## AIM OF THE EXERCISE
Rewrite the part of the items that opens with the line containing "Target: older man in teal cap" and closes with the line containing "(1254, 393)", both lines included. Leave every other line as it is, but multiply each coordinate in the answers by 0.3 and round to whole numbers, with halves rounded up.

─── GIVEN ENTRIES ───

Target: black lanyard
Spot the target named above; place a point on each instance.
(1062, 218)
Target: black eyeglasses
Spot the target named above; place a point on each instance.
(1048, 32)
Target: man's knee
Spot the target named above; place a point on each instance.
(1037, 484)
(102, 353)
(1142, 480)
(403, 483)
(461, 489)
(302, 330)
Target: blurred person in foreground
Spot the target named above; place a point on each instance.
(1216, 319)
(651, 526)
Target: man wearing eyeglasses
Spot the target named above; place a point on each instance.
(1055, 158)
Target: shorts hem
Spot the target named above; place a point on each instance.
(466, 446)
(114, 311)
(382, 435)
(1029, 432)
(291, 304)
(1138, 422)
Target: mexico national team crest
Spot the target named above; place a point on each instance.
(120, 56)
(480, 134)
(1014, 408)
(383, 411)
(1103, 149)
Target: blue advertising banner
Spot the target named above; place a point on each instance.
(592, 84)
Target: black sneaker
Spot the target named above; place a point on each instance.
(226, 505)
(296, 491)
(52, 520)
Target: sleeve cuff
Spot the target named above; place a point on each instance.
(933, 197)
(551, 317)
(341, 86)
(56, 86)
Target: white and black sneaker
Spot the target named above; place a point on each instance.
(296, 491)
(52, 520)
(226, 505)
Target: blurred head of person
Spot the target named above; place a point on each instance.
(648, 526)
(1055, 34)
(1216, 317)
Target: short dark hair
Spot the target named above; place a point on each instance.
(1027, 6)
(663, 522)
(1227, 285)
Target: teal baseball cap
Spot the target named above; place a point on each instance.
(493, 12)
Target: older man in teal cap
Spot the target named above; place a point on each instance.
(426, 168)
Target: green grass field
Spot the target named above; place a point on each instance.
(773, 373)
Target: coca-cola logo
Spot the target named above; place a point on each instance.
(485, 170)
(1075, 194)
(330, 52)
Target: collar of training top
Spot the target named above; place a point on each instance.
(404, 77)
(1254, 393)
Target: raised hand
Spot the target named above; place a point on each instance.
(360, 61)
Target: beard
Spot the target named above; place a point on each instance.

───

## RESPONSE FOR THIS EXERCISE
Target: older man in teal cap
Spot the target named above; place a point on each instance.
(128, 50)
Target: green grass field
Spot the target named above; place a point on each instance.
(232, 112)
Target: coca-cola logo
Spot the target named above; place a point on each instance.
(146, 51)
(323, 58)
(99, 16)
Target: collar of training top
Spot the target named above; place a point on each instance.
(121, 23)
(376, 118)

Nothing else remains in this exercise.